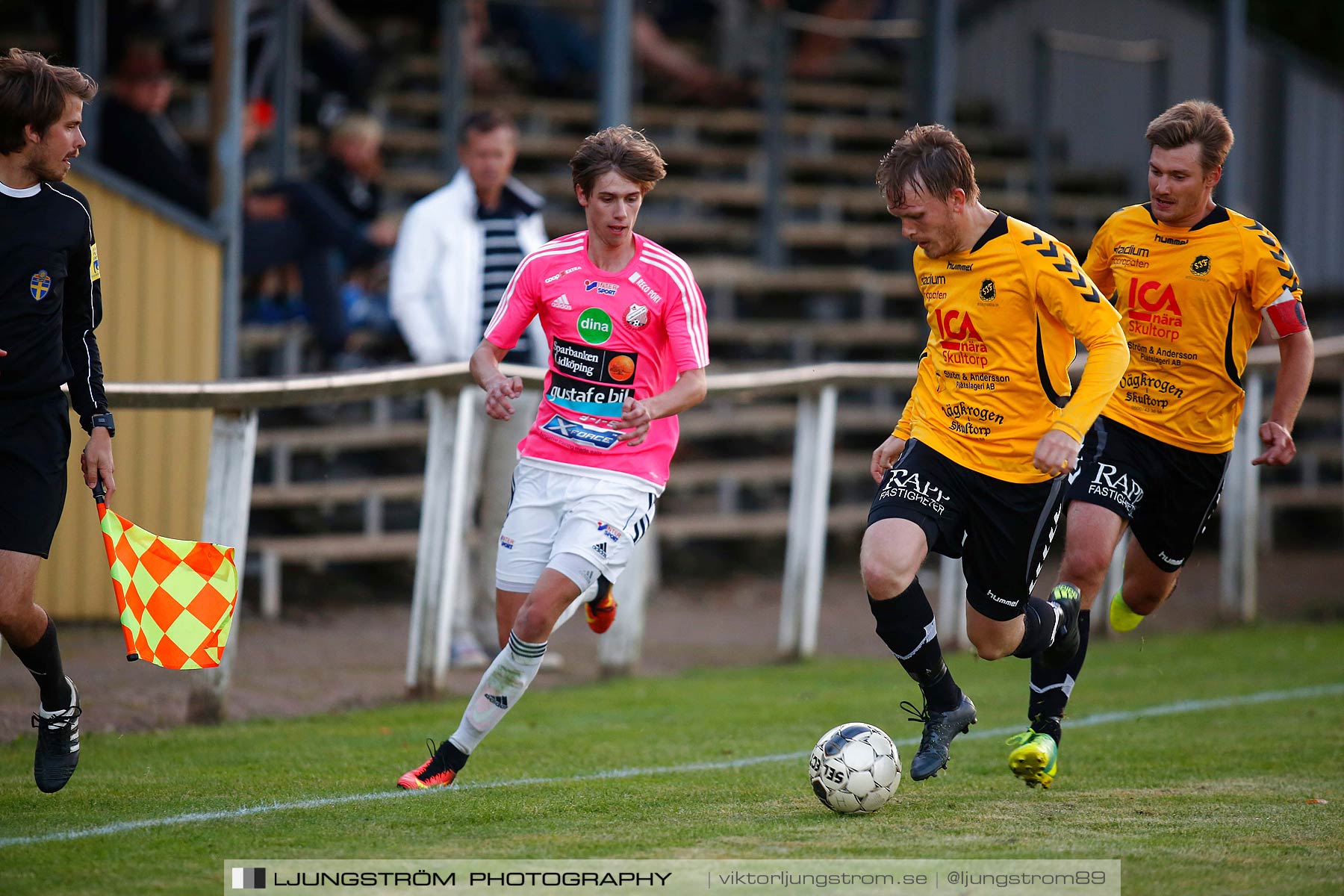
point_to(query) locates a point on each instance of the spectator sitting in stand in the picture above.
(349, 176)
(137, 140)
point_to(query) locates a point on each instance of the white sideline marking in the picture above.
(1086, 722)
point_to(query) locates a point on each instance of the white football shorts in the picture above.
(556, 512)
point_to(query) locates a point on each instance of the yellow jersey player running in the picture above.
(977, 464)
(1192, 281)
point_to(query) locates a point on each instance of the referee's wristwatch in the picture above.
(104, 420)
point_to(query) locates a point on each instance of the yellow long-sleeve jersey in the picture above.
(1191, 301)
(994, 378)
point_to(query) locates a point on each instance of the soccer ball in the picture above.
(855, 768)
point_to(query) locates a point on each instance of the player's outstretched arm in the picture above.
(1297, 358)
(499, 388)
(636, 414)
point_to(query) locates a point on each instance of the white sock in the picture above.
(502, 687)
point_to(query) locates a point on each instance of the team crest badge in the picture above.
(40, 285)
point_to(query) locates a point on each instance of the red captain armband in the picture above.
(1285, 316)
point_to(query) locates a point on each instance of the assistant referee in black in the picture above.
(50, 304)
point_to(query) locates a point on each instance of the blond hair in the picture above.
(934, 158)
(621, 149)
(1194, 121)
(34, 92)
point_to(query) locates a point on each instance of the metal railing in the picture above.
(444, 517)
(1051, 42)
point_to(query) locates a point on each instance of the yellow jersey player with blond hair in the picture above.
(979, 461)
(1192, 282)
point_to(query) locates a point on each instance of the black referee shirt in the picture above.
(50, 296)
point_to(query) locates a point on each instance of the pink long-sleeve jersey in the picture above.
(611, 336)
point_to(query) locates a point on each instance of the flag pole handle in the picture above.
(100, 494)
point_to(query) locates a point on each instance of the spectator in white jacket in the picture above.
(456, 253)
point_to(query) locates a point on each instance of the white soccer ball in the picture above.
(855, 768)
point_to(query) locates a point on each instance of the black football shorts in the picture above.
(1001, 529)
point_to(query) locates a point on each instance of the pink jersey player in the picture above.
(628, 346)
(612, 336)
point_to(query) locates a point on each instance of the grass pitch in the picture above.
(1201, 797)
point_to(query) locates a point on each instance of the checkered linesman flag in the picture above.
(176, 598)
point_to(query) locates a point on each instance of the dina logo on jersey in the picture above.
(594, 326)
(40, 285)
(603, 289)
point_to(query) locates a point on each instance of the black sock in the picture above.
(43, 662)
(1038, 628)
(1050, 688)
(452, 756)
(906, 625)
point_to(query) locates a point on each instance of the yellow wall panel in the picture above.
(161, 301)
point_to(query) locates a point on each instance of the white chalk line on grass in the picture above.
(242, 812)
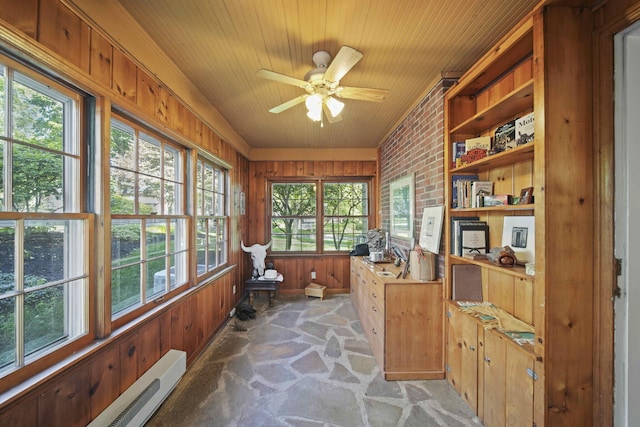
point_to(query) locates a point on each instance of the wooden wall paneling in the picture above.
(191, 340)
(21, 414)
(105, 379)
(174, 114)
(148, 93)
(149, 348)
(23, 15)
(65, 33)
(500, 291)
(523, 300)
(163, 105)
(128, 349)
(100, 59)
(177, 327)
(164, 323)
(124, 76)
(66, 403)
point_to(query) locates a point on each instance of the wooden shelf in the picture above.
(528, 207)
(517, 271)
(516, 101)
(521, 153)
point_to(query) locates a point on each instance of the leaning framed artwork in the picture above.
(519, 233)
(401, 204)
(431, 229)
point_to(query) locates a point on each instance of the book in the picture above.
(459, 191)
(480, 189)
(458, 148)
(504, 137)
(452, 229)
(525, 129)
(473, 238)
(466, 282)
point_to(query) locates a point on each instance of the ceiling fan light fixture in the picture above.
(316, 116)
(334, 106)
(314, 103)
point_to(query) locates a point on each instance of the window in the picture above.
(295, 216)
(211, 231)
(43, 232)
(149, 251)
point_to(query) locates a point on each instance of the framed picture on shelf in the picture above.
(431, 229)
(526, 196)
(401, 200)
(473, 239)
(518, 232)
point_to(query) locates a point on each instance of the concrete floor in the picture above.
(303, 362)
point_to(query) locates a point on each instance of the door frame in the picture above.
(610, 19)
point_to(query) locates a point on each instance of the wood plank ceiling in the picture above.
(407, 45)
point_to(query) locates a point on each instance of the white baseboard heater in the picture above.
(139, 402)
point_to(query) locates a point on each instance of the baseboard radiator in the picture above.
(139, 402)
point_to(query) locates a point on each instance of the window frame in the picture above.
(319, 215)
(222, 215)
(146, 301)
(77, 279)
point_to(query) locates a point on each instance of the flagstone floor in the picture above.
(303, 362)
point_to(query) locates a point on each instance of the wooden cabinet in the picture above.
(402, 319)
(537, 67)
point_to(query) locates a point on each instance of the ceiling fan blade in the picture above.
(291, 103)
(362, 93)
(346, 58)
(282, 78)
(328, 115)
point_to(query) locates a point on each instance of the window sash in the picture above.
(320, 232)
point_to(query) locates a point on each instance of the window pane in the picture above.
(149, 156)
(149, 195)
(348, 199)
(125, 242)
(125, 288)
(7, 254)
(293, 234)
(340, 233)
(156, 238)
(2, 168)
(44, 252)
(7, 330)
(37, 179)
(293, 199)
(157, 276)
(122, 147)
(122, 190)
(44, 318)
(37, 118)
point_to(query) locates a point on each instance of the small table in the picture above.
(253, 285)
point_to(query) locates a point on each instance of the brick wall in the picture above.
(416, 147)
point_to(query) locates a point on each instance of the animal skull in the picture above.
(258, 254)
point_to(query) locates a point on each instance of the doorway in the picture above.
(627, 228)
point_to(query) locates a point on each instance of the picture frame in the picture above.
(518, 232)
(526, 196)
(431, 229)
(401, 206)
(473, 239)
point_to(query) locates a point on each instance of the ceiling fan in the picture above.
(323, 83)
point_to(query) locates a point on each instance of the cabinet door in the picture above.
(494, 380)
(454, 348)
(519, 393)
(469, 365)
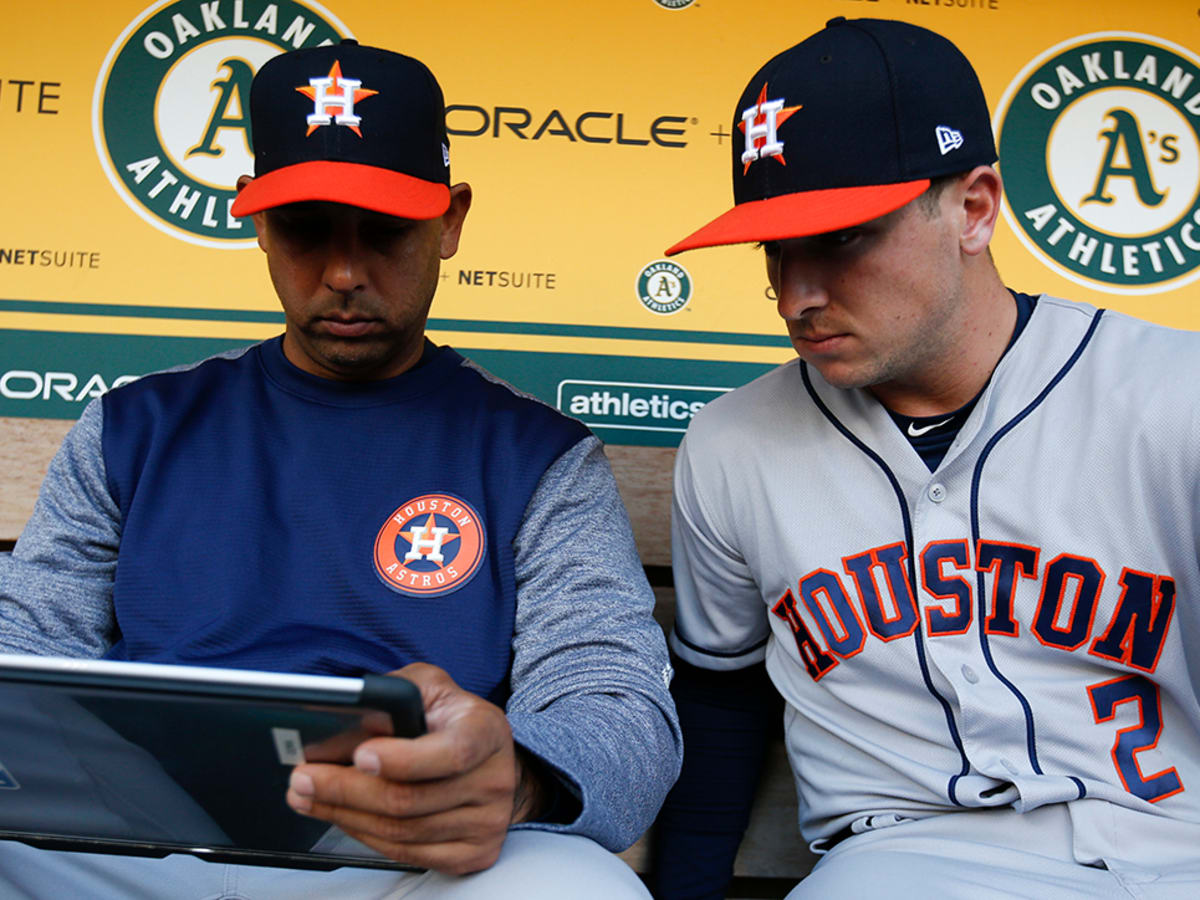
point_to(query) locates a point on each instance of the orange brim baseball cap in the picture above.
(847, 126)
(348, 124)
____
§ **Given exercise**: Render all the records above as a JSON list of strings, one string per line, leaving out blank lines and the pictures.

§ **Answer in full**:
[
  "point_to(query) locates a point on each instance of the spectator sitting in stand in the picture above.",
  "(349, 176)",
  "(137, 140)",
  "point_to(query) locates a point on each instance of the white sideline marking in the picture above.",
  "(1086, 722)",
  "point_to(query) locates a point on each instance of the white football shorts in the picture above.",
  "(556, 512)",
  "point_to(query) locates a point on each instance of the yellow jersey player running in the picture above.",
  "(977, 464)",
  "(1192, 281)",
  "point_to(query) locates a point on each instance of the referee's wristwatch in the picture above.",
  "(104, 420)",
  "point_to(query) locates a point on each instance of the yellow long-sleeve jersey in the picture above.",
  "(1191, 301)",
  "(994, 378)",
  "point_to(query) locates a point on each instance of the soccer ball in the picture above.",
  "(855, 768)",
  "point_to(query) locates a point on each instance of the player's outstretched arm in the picture above.",
  "(1297, 358)",
  "(499, 388)",
  "(636, 414)",
  "point_to(query) locates a point on each instance of the white sock in the picture above.",
  "(502, 687)",
  "point_to(query) locates a point on each instance of the team crest badge in the picture above.",
  "(40, 285)",
  "point_to(query) locates a point on each instance of the red captain armband in the picture above.",
  "(1285, 316)",
  "point_to(query) locates a point on each instance of the assistant referee in black in the picture above.",
  "(50, 304)",
  "point_to(query) locates a point on each instance of the blond hair in the picture above.",
  "(934, 158)",
  "(621, 149)",
  "(1194, 121)",
  "(34, 92)",
  "point_to(query) locates a point on each instance of the metal railing in the picture above.",
  "(444, 517)",
  "(1051, 42)",
  "point_to(query) locates a point on each instance of the yellow jersey player with blond hair in the picture above.",
  "(979, 461)",
  "(1192, 282)",
  "point_to(query) locates a point on each instance of the black referee shirt in the picture above.",
  "(50, 296)",
  "point_to(query) locates a point on each instance of the pink long-sleeve jersey in the picture above.",
  "(611, 336)",
  "point_to(query) locates a point on each instance of the flag pole handle in the picture above.",
  "(100, 494)",
  "point_to(query) locates a point on each instance of the spectator in white jacket in the picture above.",
  "(456, 253)",
  "point_to(query) locates a point on each instance of the white soccer ball in the picture above.",
  "(855, 768)",
  "point_to(query) locates a point on each instance of the black football shorts in the picture above.",
  "(1001, 529)",
  "point_to(query) locates a point on each instance of the pink jersey player in the picture above.",
  "(628, 346)",
  "(612, 336)",
  "point_to(query) locates a point on each instance of the grass pitch in the picture above.",
  "(1201, 797)",
  "point_to(query) locates a point on each instance of the checkered linesman flag in the picture above.",
  "(176, 598)",
  "point_to(query) locates a point on each instance of the dina logo on jersey in the picture above.",
  "(594, 326)",
  "(40, 285)",
  "(603, 289)",
  "point_to(query) locates a point on each instance of the black sock in the picture above.",
  "(43, 662)",
  "(1038, 628)",
  "(1050, 688)",
  "(452, 756)",
  "(906, 625)",
  "point_to(query) locates a point on each instance of the yellow wall panel in the picture above.",
  "(161, 301)",
  "point_to(query) locates a point on each instance of the white chalk line on grass in the picture above.",
  "(242, 812)",
  "point_to(query) locates a point on each instance of the wooden wall paneling in the picture above.",
  "(191, 340)",
  "(21, 414)",
  "(105, 379)",
  "(174, 114)",
  "(148, 93)",
  "(149, 348)",
  "(23, 15)",
  "(65, 33)",
  "(500, 291)",
  "(523, 300)",
  "(163, 105)",
  "(128, 349)",
  "(100, 59)",
  "(177, 327)",
  "(164, 323)",
  "(124, 76)",
  "(66, 403)",
  "point_to(query) locates a point on each instance of the wooden shelf in the picture above.",
  "(528, 207)",
  "(517, 271)",
  "(516, 101)",
  "(521, 153)",
  "point_to(query) locates a point on each instance of the leaning framed artwork in the picture above.",
  "(519, 233)",
  "(401, 204)",
  "(431, 229)",
  "point_to(query) locates a point on each instance of the book in the picture above.",
  "(459, 191)",
  "(480, 189)",
  "(458, 148)",
  "(504, 137)",
  "(452, 229)",
  "(525, 129)",
  "(473, 238)",
  "(466, 282)",
  "point_to(query) locates a point on each instance of the ceiling fan light fixture in the picture above.",
  "(316, 116)",
  "(334, 106)",
  "(314, 103)",
  "point_to(query) locates a point on each instance of the window in the picture above.",
  "(295, 216)",
  "(211, 231)",
  "(43, 232)",
  "(149, 251)",
  "point_to(query) locates a point on each instance of the framed picture on shelf in the picture above.",
  "(431, 229)",
  "(526, 196)",
  "(401, 200)",
  "(473, 239)",
  "(518, 232)",
  "point_to(query) locates a point on each instance of the concrete floor in the picture above.",
  "(303, 362)",
  "point_to(query) locates a point on each instance of the door frame in the picture above.",
  "(610, 19)",
  "point_to(query) locates a point on each instance of the wood plank ceiling in the picture above.",
  "(407, 45)",
  "point_to(query) locates a point on each instance of the white baseboard heater in the picture above.",
  "(139, 402)",
  "point_to(query) locates a point on each instance of the baseboard radiator in the picture above.",
  "(139, 402)",
  "point_to(query) locates a point on each instance of the window frame in the picture above.",
  "(319, 215)",
  "(222, 215)",
  "(146, 301)",
  "(77, 279)",
  "point_to(query) locates a point on each instance of the flagstone floor in the picture above.",
  "(303, 362)",
  "point_to(query) locates a point on each instance of the wooden cabinet in the picture above.",
  "(402, 319)",
  "(537, 67)",
  "point_to(query) locates a point on each instance of the ceiling fan blade in the picture above.",
  "(291, 103)",
  "(362, 93)",
  "(346, 58)",
  "(282, 78)",
  "(328, 115)",
  "point_to(query) locates a point on each instance of the window sash in the picture above.",
  "(320, 232)",
  "point_to(query) locates a point on each instance of the window pane in the picture above.",
  "(149, 156)",
  "(149, 195)",
  "(348, 199)",
  "(125, 242)",
  "(125, 288)",
  "(7, 254)",
  "(293, 234)",
  "(340, 233)",
  "(156, 238)",
  "(2, 168)",
  "(44, 252)",
  "(7, 330)",
  "(37, 179)",
  "(293, 199)",
  "(157, 276)",
  "(122, 147)",
  "(122, 190)",
  "(44, 318)",
  "(37, 118)",
  "point_to(query) locates a point on each instance of the small table in the picture above.",
  "(253, 285)",
  "point_to(query) locates a point on each instance of the brick wall in the picture above.",
  "(416, 147)",
  "point_to(query) locates a point on each instance of the animal skull in the picture above.",
  "(258, 254)",
  "point_to(query) locates a point on each instance of the doorway in the picture above.",
  "(627, 228)",
  "point_to(query) locates a point on each instance of the picture frame in the picture above.",
  "(518, 232)",
  "(526, 196)",
  "(431, 229)",
  "(401, 206)",
  "(473, 239)",
  "point_to(query) locates a point on each instance of the ceiling fan in the picture above.",
  "(323, 83)",
  "point_to(query) locates a point on each instance of the cabinet door in the picture above.",
  "(494, 380)",
  "(454, 348)",
  "(519, 393)",
  "(469, 365)",
  "point_to(query) locates a point on each instance of the orange brim baseball cap in the picture above.",
  "(847, 126)",
  "(348, 124)"
]